- TEXTO DE LECTURA
# # # # #
Lo que nos convierte en una sociedad libre es que, aunque el Estado tiene vastos poderes, existen límites convencionales sobre lo que puede hacer con ellos. Los límites son “convencionales” porque no dependen de nuestras leyes, sino de nuestras actitudes. Existen espacios personales en la vida humana que son nuestros, en los que el Gobierno no debe inmiscuirse sin una justificación totalmente excepcional. La democracia liberal se quiebra cuando las mayorías asustadas exigen la coerción masiva de sus conciudadanos y reclaman la invasión de nuestros espacios personales. Estas demandas se basan invariablemente en lo que la gente concibe como bien público y reclaman, entonces, que el despotismo es de interés público.
Muchas personas creen que está bien el ejercicio del poder despótico por un tiempo, porque, cuando termine la crisis, el poder se retracta. Pero no sucede así. No se puede entrar y salir del totalitarismo a voluntad. Porque una sociedad libre es una cuestión de actitud, está muerta una vez que la actitud cambia. Una sociedad en la que el control opresivo de cada detalle de nuestras vidas es impensable, excepto cuando se piensa que es buena idea, está en problemas tanto mientras los controles estén en su lugar como cuando se levantan, porque la nueva actitud permitirá que vuelva a suceder lo mismo siempre que haya suficiente apoyo público.
Esto está lejos de ser un problema nuevo. Conforme la variante del famoso dicho de Lord Acton de que el poder corrompe y el poder absoluto corrompe absolutamente, los gobiernos no ceden fácilmente los poderes coercitivos cuando la necesidad ha pasado. Por caso, las tarjetas de racionamiento de comida duraron en Europa hasta ocho años terminada la Guerra. Y en el caso de Estados Unidos el presidente Biden, no contento con modificar la integración del Senado incluyendo nuevos estados para capturar su voto, está amenazando con ampliar la Corte Suprema socavando la independencia judicial y destruyendo su y la de sus decisiones.
# # # # #
- LISTADO EXTRAÍDO
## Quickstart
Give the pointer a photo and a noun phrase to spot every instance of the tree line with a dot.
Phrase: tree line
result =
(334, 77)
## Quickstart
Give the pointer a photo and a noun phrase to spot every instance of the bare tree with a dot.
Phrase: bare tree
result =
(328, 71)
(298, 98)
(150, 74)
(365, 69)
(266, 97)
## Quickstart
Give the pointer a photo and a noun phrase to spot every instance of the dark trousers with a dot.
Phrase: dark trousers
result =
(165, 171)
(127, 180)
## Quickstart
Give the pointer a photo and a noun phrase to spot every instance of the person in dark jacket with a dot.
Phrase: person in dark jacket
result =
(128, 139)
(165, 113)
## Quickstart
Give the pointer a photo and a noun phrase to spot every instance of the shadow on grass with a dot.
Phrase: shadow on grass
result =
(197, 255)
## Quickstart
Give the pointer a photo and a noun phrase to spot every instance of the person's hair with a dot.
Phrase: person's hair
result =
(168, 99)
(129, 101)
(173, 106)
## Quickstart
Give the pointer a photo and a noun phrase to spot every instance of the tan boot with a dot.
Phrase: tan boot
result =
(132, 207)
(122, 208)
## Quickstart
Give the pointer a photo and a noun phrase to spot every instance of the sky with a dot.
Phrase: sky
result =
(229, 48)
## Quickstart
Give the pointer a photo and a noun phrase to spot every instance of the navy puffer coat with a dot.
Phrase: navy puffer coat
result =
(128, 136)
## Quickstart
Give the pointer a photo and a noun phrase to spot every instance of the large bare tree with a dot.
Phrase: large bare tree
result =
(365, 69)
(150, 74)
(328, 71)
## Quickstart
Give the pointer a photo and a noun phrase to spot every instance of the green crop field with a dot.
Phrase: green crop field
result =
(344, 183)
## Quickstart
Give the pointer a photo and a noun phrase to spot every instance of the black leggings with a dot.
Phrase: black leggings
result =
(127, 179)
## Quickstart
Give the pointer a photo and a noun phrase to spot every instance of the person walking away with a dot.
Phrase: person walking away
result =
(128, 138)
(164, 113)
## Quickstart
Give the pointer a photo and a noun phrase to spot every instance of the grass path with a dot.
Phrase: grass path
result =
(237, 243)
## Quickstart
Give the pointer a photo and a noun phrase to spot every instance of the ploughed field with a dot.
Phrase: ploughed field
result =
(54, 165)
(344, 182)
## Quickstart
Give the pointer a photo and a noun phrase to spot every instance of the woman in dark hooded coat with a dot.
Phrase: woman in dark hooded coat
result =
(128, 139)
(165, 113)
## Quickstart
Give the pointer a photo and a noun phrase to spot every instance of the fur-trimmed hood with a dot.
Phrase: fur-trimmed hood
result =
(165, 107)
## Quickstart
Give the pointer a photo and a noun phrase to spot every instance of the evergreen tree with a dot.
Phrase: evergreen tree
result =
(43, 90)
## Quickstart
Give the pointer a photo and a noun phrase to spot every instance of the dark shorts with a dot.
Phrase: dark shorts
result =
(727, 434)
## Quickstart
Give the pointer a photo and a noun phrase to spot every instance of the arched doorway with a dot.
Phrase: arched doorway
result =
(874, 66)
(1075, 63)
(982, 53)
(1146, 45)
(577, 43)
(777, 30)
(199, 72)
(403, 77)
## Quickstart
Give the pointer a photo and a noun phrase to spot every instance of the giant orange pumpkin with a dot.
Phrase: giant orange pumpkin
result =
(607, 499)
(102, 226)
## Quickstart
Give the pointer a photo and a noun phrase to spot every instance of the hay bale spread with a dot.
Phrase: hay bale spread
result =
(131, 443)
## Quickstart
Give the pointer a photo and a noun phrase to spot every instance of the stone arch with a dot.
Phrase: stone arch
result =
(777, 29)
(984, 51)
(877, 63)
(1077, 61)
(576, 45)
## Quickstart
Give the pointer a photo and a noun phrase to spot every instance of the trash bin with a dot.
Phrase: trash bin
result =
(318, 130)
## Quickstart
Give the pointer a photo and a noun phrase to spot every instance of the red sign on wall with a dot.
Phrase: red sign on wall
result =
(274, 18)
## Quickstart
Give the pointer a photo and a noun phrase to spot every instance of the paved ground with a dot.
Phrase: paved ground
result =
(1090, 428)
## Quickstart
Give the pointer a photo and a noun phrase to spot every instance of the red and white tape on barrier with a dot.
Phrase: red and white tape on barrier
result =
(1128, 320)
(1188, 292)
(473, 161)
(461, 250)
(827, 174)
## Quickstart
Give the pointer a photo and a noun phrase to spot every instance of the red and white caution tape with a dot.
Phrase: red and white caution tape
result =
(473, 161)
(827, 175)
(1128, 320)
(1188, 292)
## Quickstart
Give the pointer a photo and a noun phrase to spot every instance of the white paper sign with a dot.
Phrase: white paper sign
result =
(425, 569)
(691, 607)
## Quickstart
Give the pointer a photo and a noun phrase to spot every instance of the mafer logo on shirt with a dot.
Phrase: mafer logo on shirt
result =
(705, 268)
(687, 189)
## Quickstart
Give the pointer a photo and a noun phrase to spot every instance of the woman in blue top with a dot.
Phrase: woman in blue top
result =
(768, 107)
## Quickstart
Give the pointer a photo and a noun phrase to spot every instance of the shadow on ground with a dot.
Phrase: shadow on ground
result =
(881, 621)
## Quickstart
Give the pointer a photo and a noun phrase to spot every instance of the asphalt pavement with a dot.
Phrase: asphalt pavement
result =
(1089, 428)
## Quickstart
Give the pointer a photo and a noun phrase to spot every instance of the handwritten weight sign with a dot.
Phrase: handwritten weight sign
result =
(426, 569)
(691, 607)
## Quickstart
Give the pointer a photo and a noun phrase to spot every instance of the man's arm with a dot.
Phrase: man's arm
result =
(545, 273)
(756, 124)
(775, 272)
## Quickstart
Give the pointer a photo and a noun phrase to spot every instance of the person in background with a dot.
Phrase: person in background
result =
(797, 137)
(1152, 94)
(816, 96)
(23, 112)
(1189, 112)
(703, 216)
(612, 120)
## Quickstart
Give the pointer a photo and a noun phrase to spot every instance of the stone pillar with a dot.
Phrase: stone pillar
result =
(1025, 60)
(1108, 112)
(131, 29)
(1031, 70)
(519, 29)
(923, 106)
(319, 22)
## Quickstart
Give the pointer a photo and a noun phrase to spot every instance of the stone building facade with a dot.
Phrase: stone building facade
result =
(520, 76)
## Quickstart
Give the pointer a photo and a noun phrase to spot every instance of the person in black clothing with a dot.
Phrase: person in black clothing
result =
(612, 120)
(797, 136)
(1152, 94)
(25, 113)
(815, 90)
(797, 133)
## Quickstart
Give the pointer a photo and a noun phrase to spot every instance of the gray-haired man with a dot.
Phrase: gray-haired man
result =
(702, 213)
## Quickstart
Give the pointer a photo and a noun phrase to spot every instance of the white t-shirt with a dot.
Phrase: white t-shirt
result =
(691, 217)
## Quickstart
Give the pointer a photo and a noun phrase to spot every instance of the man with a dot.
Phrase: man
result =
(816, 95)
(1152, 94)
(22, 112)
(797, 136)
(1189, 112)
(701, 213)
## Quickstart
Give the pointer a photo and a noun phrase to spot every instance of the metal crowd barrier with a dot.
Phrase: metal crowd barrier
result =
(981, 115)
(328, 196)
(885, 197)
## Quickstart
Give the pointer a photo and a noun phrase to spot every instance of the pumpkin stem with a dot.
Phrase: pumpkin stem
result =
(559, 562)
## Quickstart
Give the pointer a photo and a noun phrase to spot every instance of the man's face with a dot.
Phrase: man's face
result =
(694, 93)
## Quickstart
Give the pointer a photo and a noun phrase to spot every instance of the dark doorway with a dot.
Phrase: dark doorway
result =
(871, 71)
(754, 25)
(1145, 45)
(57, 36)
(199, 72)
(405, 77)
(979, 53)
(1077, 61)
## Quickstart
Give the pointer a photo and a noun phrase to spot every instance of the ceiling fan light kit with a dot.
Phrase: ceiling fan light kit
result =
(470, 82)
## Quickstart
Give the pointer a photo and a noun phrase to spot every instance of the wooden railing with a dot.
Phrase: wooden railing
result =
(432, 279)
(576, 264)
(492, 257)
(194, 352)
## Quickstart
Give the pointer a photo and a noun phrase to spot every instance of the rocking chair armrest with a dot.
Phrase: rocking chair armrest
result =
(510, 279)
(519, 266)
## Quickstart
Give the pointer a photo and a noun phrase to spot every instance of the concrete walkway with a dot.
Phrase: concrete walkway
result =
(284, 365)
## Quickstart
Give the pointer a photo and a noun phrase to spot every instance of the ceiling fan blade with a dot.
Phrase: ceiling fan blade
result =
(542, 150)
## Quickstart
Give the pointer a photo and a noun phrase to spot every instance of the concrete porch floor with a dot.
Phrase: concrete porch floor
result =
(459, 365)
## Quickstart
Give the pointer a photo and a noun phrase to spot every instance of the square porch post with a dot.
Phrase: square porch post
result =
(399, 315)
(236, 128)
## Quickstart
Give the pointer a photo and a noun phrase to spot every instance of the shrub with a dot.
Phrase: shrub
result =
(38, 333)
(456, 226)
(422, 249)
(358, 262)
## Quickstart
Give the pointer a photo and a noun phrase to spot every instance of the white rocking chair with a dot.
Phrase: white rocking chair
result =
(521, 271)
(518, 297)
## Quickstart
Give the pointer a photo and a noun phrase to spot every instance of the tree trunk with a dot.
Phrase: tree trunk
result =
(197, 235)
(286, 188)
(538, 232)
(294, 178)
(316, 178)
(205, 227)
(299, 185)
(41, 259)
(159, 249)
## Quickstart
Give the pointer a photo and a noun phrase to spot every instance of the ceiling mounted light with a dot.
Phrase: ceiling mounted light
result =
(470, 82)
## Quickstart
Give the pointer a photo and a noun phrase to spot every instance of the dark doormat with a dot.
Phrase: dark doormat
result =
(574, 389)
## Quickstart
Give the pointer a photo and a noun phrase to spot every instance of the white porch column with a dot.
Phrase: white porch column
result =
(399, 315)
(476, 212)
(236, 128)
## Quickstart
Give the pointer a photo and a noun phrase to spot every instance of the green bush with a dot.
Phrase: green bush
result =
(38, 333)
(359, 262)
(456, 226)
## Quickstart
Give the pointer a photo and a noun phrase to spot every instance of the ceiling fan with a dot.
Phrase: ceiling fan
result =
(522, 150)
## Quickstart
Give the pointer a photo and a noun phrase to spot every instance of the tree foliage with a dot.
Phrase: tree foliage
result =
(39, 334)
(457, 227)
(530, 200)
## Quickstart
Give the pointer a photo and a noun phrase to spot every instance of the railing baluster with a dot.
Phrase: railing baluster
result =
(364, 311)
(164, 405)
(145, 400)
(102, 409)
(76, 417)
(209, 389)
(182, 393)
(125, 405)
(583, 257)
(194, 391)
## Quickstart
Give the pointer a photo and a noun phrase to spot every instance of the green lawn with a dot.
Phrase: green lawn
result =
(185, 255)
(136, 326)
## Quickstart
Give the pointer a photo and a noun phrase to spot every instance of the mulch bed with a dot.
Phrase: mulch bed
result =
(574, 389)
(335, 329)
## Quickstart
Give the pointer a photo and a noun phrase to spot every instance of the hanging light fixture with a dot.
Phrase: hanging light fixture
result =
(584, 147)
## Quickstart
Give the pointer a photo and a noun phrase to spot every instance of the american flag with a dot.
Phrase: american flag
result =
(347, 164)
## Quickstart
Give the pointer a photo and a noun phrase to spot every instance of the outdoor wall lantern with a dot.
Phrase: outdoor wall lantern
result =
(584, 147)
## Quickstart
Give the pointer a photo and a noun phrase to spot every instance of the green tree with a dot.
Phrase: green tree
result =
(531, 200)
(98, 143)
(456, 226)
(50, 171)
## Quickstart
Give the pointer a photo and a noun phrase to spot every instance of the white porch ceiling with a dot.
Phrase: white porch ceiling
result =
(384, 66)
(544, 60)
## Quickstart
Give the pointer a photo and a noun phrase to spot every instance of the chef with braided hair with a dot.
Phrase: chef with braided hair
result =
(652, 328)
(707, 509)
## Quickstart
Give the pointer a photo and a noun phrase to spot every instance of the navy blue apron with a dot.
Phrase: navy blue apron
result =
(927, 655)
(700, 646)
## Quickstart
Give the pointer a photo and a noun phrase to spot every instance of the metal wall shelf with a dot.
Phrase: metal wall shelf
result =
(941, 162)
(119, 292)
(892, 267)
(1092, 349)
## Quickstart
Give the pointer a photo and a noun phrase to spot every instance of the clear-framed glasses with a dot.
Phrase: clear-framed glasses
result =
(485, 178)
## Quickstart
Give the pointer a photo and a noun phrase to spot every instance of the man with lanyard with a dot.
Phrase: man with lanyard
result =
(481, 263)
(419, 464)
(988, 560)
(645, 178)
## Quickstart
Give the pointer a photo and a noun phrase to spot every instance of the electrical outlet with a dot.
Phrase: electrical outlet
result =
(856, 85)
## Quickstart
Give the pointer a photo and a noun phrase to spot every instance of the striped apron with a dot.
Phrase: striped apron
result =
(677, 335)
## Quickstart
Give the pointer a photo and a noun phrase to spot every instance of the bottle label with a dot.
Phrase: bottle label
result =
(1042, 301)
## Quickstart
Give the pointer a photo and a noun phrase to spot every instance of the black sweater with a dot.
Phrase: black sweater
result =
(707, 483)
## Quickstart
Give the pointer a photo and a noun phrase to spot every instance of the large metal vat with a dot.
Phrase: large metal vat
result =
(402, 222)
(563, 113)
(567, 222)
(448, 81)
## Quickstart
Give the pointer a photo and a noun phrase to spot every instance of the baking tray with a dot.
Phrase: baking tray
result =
# # # # #
- TAREA A
Cita textualmente del texto de lectura el fragmento que va desde "Lo que nos convierte" hasta "de interés público.", ambos incluidos.
- TAREA B
Responde estas preguntas según el texto de lectura.
(i) ¿De qué dependen los límites convencionales, en lugar de depender de las leyes?
(ii) ¿Qué es lo que no se puede hacer a voluntad con el totalitarismo?
(iii) ¿Cuánto tiempo duraron en Europa las tarjetas de racionamiento de comida una vez terminada la Guerra?
Para responder, básate solo en el texto de lectura.

- RESPUESTA A
Lo que nos convierte en una sociedad libre es que, aunque el Estado tiene vastos poderes, existen límites convencionales sobre lo que puede hacer con ellos. Los límites son “convencionales” porque no dependen de nuestras leyes, sino de nuestras actitudes. Existen espacios personales en la vida humana que son nuestros, en los que el Gobierno no debe inmiscuirse sin una justificación totalmente excepcional. La democracia liberal se quiebra cuando las mayorías asustadas exigen la coerción masiva de sus conciudadanos y reclaman la invasión de nuestros espacios personales. Estas demandas se basan invariablemente en lo que la gente concibe como bien público y reclaman, entonces, que el despotismo es de interés público.

- RESPUESTA B
(i) De nuestras actitudes.
(ii) Entrar y salir de él.
(iii) Hasta ocho años.